WHAT TO DO:
Every single entry should be printed exactly.

TASK INPUTS:
=== Section Start ===

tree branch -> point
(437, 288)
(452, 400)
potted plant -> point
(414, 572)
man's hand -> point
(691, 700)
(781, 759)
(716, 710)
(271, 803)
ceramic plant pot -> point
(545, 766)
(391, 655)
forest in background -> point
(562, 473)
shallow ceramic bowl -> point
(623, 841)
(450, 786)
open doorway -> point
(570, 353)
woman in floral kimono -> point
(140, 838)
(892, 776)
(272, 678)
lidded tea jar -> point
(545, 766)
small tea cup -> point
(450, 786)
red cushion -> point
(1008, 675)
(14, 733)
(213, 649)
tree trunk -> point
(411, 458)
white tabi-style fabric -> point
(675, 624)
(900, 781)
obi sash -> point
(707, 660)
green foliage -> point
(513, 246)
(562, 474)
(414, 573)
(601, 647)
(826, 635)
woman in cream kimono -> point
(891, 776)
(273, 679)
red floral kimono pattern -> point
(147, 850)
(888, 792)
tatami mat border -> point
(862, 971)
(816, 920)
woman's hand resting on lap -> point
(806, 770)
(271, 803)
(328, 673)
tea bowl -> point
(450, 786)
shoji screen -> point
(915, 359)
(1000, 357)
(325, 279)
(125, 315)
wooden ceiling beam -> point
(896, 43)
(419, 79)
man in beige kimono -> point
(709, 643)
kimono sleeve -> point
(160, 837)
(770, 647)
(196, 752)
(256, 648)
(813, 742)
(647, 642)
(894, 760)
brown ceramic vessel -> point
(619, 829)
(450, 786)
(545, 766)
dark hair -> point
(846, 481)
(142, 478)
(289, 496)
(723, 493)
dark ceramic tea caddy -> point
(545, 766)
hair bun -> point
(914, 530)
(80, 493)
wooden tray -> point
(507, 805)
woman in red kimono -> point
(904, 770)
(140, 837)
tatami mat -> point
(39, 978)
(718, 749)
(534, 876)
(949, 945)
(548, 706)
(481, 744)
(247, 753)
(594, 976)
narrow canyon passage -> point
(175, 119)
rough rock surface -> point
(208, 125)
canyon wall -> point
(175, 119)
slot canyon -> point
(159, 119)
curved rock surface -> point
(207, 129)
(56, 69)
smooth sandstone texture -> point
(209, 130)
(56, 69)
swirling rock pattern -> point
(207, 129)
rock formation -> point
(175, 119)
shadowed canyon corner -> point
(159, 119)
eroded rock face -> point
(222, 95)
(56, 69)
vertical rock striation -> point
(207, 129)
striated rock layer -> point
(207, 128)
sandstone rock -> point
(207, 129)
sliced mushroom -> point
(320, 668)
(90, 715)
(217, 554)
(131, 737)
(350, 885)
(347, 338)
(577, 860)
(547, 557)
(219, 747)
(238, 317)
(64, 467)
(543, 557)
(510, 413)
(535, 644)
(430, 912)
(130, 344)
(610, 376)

=== Section End ===

SOLUTION TO THE EXERCISE:
tree branch -> point
(437, 288)
(452, 400)
potted plant -> point
(414, 572)
man's hand -> point
(691, 700)
(781, 759)
(716, 710)
(271, 803)
ceramic plant pot -> point
(545, 766)
(391, 655)
forest in background -> point
(562, 473)
shallow ceramic bowl -> point
(623, 841)
(450, 786)
open doorway -> point
(570, 353)
woman in floral kimono -> point
(140, 838)
(892, 776)
(272, 678)
lidded tea jar -> point
(545, 766)
small tea cup -> point
(450, 786)
red cushion -> point
(1008, 675)
(14, 733)
(213, 649)
tree trunk -> point
(411, 458)
white tabi-style fabric -> point
(675, 624)
(900, 781)
obi sash -> point
(707, 660)
green foliage -> point
(513, 246)
(562, 474)
(414, 573)
(601, 647)
(826, 635)
woman in cream kimono -> point
(891, 776)
(273, 679)
red floral kimono pattern -> point
(147, 850)
(888, 792)
tatami mat border -> point
(862, 971)
(816, 920)
woman's hand resting on lap -> point
(806, 770)
(271, 803)
(328, 673)
tea bowl -> point
(450, 786)
shoji screen -> point
(915, 359)
(1000, 357)
(325, 279)
(125, 315)
wooden ceiling beam -> point
(896, 43)
(419, 79)
man in beige kimono -> point
(709, 643)
kimono sleeve -> point
(160, 837)
(770, 647)
(196, 752)
(256, 648)
(813, 742)
(647, 642)
(894, 760)
brown ceramic vessel -> point
(619, 829)
(450, 786)
(545, 766)
dark hair -> point
(846, 481)
(142, 478)
(289, 496)
(723, 493)
dark ceramic tea caddy -> point
(545, 766)
hair bun -> point
(914, 530)
(80, 493)
wooden tray -> point
(507, 805)
woman in red kimono -> point
(904, 770)
(140, 837)
tatami mat -> point
(39, 978)
(718, 749)
(534, 876)
(949, 945)
(548, 706)
(481, 744)
(247, 753)
(594, 976)
narrow canyon passage -> point
(175, 119)
rough rock surface -> point
(208, 125)
canyon wall -> point
(175, 119)
slot canyon -> point
(159, 119)
curved rock surface -> point
(207, 129)
(56, 69)
smooth sandstone texture -> point
(209, 130)
(56, 69)
swirling rock pattern -> point
(207, 129)
rock formation -> point
(175, 119)
shadowed canyon corner -> point
(159, 119)
eroded rock face -> point
(222, 95)
(56, 69)
vertical rock striation -> point
(207, 129)
striated rock layer -> point
(207, 128)
sandstone rock -> point
(207, 129)
sliced mushroom -> point
(320, 668)
(90, 715)
(217, 554)
(131, 737)
(350, 885)
(347, 338)
(577, 860)
(547, 557)
(219, 747)
(238, 317)
(64, 467)
(543, 557)
(510, 413)
(535, 644)
(430, 912)
(130, 344)
(610, 376)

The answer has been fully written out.